_Exercise aim_
Copy the entries below verbatim, beginning at the line that has "For the photo above, indicate every instance of the green tree" and stopping after the line that has "column 682, row 1179". Leave the pictures out of your copy.

_Data shown_
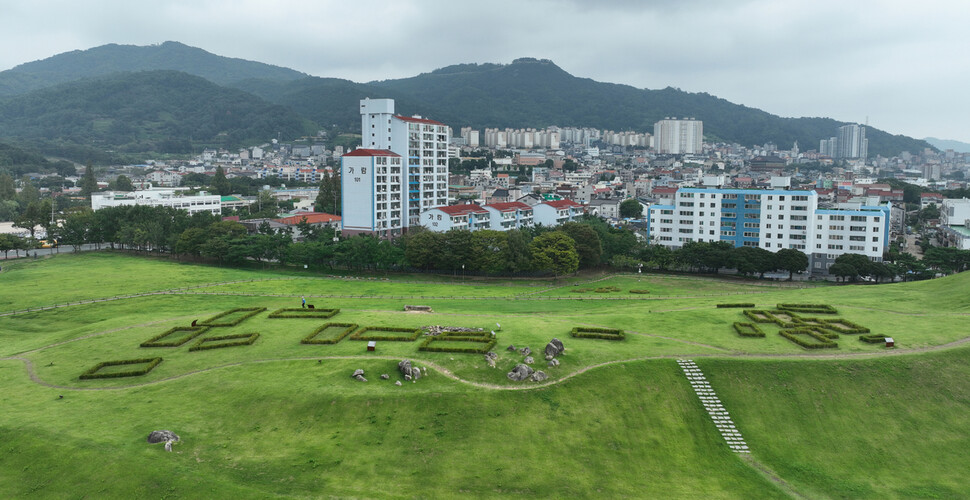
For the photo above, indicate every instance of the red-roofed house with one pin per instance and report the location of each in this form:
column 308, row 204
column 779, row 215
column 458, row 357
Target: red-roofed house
column 512, row 215
column 469, row 216
column 554, row 213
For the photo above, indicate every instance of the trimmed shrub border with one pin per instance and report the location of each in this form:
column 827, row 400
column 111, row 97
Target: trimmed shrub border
column 823, row 341
column 831, row 324
column 150, row 364
column 486, row 341
column 748, row 330
column 304, row 313
column 808, row 308
column 586, row 332
column 156, row 340
column 243, row 339
column 310, row 339
column 362, row 334
column 214, row 321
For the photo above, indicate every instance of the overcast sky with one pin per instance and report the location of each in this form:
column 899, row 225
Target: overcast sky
column 903, row 65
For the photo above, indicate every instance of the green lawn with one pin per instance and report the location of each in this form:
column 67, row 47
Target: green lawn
column 616, row 419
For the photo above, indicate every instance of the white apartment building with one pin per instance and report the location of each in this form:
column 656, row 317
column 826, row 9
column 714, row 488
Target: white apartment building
column 421, row 144
column 673, row 136
column 373, row 193
column 158, row 198
column 773, row 220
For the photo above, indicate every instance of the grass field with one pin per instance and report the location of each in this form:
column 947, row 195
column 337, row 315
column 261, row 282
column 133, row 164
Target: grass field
column 278, row 418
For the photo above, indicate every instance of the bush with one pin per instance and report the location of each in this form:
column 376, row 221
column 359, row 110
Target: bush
column 240, row 339
column 795, row 334
column 150, row 364
column 304, row 313
column 156, row 341
column 347, row 328
column 585, row 332
column 220, row 319
column 748, row 330
column 808, row 308
column 362, row 334
column 843, row 326
column 486, row 343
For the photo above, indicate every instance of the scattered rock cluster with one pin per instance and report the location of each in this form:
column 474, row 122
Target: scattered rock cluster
column 167, row 437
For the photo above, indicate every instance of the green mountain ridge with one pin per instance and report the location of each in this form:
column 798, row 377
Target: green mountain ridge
column 161, row 111
column 528, row 92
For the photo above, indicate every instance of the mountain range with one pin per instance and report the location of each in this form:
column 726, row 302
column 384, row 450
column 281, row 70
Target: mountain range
column 171, row 98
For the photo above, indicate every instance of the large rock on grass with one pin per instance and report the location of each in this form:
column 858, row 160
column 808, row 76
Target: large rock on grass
column 554, row 348
column 520, row 372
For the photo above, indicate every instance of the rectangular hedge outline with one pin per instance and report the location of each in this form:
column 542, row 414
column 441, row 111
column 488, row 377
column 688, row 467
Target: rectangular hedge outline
column 309, row 339
column 150, row 363
column 324, row 313
column 249, row 338
column 824, row 342
column 752, row 330
column 154, row 341
column 808, row 308
column 359, row 334
column 487, row 341
column 212, row 321
column 852, row 327
column 585, row 332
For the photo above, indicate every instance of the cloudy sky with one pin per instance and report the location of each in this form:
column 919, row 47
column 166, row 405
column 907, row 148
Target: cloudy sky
column 902, row 65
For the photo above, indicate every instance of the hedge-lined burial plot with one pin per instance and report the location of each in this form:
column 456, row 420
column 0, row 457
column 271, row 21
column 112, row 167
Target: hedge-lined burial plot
column 330, row 333
column 808, row 338
column 459, row 342
column 221, row 341
column 123, row 368
column 390, row 333
column 175, row 337
column 748, row 330
column 297, row 313
column 232, row 317
column 808, row 308
column 585, row 332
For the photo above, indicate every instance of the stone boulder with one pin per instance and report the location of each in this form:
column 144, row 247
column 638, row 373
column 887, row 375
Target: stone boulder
column 162, row 437
column 554, row 348
column 520, row 372
column 409, row 372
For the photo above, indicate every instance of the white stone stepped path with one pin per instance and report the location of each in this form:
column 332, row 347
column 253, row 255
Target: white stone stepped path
column 717, row 412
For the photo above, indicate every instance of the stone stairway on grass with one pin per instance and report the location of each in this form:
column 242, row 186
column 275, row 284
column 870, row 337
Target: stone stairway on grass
column 717, row 412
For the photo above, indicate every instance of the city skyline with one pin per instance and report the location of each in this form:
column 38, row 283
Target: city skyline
column 879, row 61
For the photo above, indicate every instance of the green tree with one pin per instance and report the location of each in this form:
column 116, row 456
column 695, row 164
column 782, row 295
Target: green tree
column 791, row 260
column 631, row 208
column 554, row 251
column 220, row 184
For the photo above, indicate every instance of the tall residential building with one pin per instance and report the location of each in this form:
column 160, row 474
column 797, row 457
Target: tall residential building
column 773, row 220
column 421, row 146
column 673, row 136
column 851, row 143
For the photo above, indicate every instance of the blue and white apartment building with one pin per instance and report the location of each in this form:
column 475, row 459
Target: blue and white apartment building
column 771, row 219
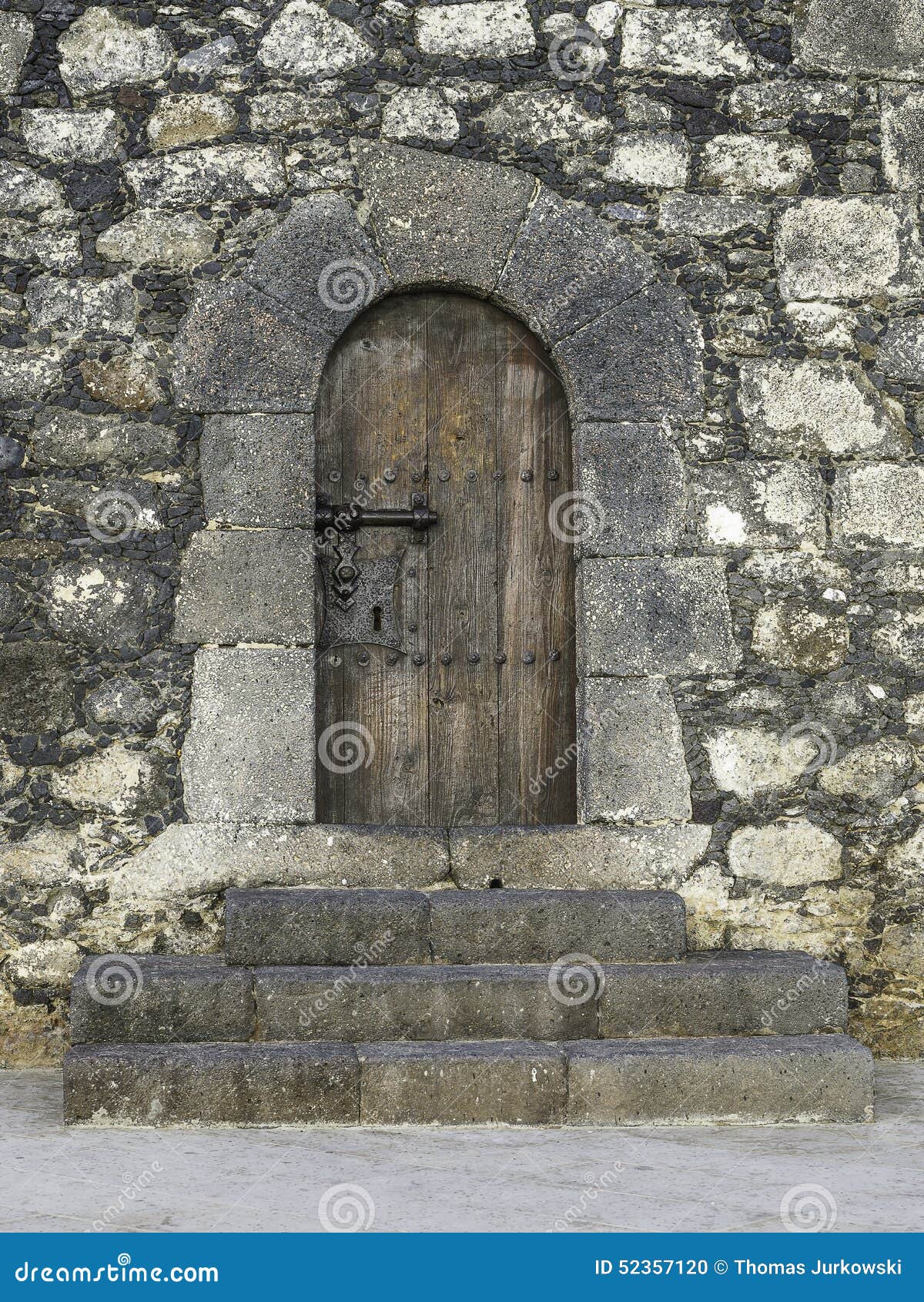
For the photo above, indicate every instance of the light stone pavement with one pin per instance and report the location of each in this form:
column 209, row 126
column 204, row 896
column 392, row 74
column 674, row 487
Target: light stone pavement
column 682, row 1179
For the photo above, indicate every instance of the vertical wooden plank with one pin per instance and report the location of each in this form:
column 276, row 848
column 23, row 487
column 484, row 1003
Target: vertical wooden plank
column 537, row 680
column 382, row 430
column 462, row 564
column 328, row 677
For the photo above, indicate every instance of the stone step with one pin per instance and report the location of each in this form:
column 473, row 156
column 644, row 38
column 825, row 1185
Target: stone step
column 160, row 999
column 320, row 928
column 239, row 1085
column 434, row 1003
column 724, row 992
column 524, row 1082
column 199, row 999
column 758, row 1079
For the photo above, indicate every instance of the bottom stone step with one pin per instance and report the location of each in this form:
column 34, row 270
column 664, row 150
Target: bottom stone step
column 507, row 1082
column 229, row 1085
column 735, row 1081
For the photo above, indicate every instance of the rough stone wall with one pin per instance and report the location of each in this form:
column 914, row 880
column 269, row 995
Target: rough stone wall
column 769, row 156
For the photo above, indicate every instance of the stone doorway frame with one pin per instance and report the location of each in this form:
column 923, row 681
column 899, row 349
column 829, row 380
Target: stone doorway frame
column 250, row 354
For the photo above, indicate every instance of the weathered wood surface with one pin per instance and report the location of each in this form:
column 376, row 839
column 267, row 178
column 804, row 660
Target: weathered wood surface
column 449, row 396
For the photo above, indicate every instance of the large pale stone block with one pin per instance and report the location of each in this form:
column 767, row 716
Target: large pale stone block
column 100, row 50
column 879, row 504
column 475, row 30
column 630, row 483
column 902, row 109
column 848, row 247
column 650, row 159
column 119, row 781
column 258, row 470
column 306, row 41
column 24, row 190
column 249, row 756
column 878, row 773
column 752, row 760
column 158, row 239
column 84, row 306
column 243, row 585
column 71, row 134
column 440, row 222
column 758, row 504
column 16, row 37
column 768, row 164
column 567, row 267
column 651, row 616
column 786, row 853
column 794, row 636
column 688, row 42
column 631, row 767
column 818, row 408
column 867, row 37
column 218, row 173
column 420, row 113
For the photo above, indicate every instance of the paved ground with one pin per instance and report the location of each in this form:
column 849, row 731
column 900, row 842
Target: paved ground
column 697, row 1179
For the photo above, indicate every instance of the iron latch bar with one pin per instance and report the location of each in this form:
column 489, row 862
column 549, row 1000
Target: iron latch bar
column 348, row 517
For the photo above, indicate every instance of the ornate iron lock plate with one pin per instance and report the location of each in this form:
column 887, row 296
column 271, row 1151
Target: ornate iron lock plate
column 360, row 596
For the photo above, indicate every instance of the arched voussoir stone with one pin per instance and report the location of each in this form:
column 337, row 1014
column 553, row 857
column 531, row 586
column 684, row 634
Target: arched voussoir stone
column 441, row 222
column 320, row 263
column 567, row 267
column 639, row 362
column 239, row 351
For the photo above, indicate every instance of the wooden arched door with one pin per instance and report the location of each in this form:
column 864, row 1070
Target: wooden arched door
column 465, row 719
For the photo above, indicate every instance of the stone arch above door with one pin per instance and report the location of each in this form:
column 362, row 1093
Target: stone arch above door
column 250, row 353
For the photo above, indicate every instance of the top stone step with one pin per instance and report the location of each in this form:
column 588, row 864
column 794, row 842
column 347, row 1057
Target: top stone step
column 320, row 928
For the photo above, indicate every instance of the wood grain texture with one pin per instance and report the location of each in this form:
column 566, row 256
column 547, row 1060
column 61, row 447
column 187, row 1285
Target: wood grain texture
column 454, row 398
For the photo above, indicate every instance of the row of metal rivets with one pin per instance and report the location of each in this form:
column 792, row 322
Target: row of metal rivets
column 443, row 475
column 445, row 658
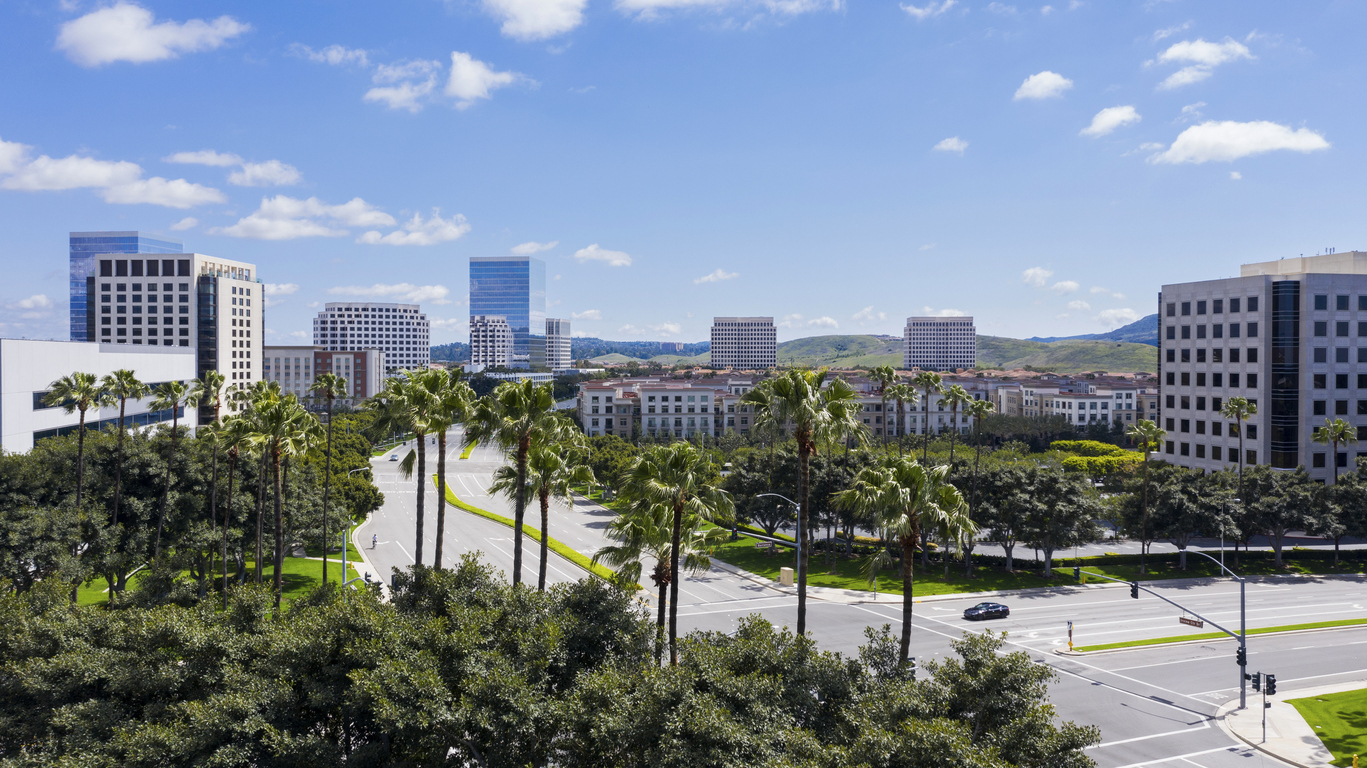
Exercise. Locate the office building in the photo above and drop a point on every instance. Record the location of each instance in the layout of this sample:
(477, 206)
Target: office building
(28, 369)
(297, 368)
(558, 355)
(513, 287)
(939, 343)
(744, 343)
(85, 250)
(399, 331)
(1288, 335)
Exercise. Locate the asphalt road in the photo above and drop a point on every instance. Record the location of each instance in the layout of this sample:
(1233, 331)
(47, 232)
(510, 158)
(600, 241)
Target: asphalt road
(1155, 705)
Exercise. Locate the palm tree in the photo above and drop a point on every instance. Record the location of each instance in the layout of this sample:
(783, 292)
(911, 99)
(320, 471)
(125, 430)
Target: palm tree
(551, 470)
(1148, 436)
(171, 395)
(956, 396)
(1239, 409)
(647, 530)
(928, 383)
(684, 480)
(1334, 433)
(514, 417)
(820, 416)
(122, 386)
(900, 496)
(328, 387)
(77, 392)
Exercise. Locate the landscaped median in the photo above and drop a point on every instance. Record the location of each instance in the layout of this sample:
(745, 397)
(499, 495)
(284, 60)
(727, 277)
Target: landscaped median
(558, 547)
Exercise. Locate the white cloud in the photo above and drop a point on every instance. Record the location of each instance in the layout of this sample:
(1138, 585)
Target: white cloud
(285, 219)
(272, 172)
(952, 144)
(529, 248)
(406, 291)
(204, 157)
(1043, 85)
(1036, 276)
(536, 19)
(595, 253)
(1109, 119)
(335, 55)
(867, 316)
(930, 10)
(126, 32)
(418, 232)
(1228, 141)
(472, 79)
(716, 276)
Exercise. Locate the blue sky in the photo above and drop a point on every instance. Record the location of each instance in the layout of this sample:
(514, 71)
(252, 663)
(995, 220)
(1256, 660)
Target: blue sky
(837, 164)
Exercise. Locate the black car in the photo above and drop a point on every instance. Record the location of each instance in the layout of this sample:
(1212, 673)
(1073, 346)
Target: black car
(987, 611)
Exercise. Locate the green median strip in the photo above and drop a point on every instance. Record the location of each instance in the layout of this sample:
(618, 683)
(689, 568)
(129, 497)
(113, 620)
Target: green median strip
(1220, 634)
(558, 547)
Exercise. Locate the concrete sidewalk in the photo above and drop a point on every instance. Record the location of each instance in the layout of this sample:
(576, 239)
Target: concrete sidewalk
(1288, 735)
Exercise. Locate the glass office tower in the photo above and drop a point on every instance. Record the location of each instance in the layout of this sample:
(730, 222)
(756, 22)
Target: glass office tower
(85, 248)
(514, 287)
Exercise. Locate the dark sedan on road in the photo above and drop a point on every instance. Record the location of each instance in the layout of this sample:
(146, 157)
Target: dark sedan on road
(987, 611)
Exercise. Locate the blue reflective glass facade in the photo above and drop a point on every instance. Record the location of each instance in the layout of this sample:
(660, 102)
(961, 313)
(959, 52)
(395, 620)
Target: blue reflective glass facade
(513, 287)
(85, 248)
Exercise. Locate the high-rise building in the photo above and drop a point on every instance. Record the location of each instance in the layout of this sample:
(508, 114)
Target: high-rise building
(85, 250)
(744, 343)
(491, 340)
(1288, 335)
(401, 331)
(558, 355)
(212, 305)
(939, 343)
(513, 287)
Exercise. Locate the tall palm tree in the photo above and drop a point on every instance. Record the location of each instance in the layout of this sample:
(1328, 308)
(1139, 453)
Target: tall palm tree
(78, 392)
(328, 387)
(820, 416)
(122, 386)
(957, 396)
(930, 383)
(551, 470)
(514, 417)
(1148, 436)
(1333, 433)
(900, 496)
(647, 530)
(171, 395)
(685, 480)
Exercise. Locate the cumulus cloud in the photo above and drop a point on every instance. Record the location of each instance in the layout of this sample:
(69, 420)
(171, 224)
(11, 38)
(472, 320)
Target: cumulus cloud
(1109, 119)
(408, 293)
(1228, 141)
(1036, 276)
(928, 11)
(716, 276)
(529, 248)
(127, 32)
(285, 219)
(952, 144)
(595, 253)
(1043, 85)
(421, 232)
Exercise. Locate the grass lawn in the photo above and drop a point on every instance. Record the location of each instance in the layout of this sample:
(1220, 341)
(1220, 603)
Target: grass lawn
(1341, 722)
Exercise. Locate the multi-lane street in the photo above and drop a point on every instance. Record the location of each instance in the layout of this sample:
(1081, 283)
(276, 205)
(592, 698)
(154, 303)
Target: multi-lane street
(1155, 705)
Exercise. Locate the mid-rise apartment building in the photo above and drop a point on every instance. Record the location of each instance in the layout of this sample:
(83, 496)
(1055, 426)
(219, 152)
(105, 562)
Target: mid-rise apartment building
(939, 343)
(399, 331)
(744, 343)
(1288, 335)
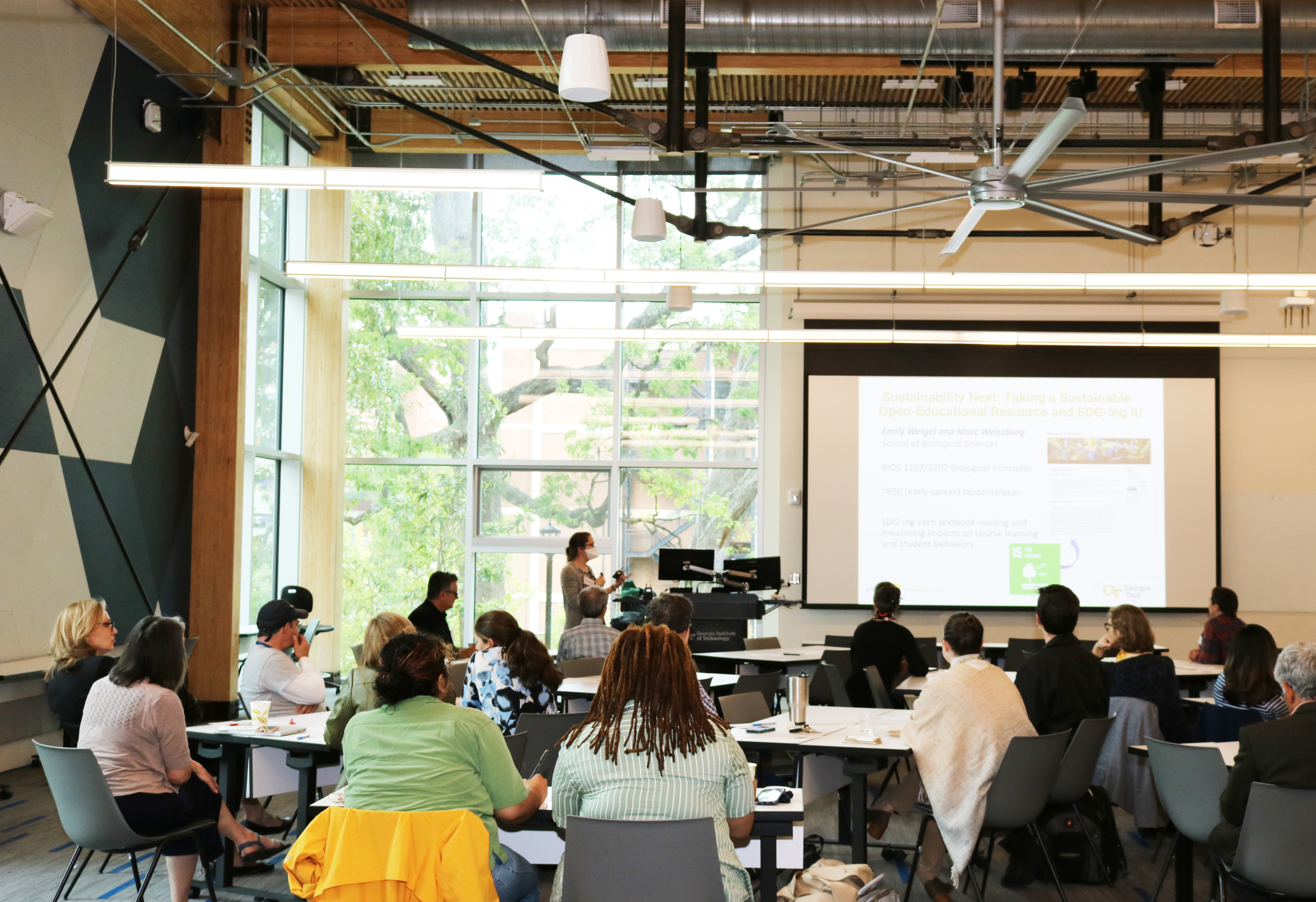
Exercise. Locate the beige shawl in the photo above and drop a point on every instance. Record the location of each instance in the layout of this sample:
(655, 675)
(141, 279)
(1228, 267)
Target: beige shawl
(960, 730)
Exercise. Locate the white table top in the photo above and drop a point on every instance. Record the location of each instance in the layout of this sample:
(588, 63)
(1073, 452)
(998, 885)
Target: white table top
(791, 655)
(590, 685)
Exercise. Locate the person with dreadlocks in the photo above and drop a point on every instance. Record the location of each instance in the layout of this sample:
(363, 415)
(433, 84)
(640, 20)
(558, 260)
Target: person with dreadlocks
(649, 751)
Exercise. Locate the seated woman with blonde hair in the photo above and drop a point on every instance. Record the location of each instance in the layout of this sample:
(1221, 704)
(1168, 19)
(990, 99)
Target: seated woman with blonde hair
(359, 693)
(79, 646)
(1138, 672)
(649, 751)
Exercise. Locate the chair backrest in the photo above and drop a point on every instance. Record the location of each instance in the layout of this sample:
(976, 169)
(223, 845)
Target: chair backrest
(582, 667)
(745, 708)
(544, 730)
(640, 862)
(760, 683)
(928, 647)
(1080, 762)
(1016, 648)
(1189, 781)
(827, 687)
(1221, 723)
(86, 807)
(1278, 834)
(881, 697)
(839, 660)
(516, 746)
(456, 677)
(1024, 780)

_Output of the task_
For the photo above, indicate every instance of the green tree with one pin per instance and report the location of each in this form:
column 116, row 456
column 695, row 164
column 782, row 295
Target: green tree
column 791, row 260
column 631, row 208
column 554, row 251
column 220, row 184
For the photo above, indicate every instance of the tall residential building with one pin per instance and report the location of each in this form:
column 160, row 474
column 797, row 457
Target: tall residential building
column 773, row 220
column 421, row 146
column 673, row 136
column 851, row 143
For the photo above, indicate every instance of the blue and white apartment building with one pin per instance and report the location of each in this form:
column 475, row 459
Target: blue and white apartment building
column 771, row 219
For the photo above, indicate every instance of the light stone pavement with one pin per instance and report the location of each in this form:
column 209, row 126
column 204, row 896
column 392, row 74
column 674, row 487
Target: light stone pavement
column 682, row 1179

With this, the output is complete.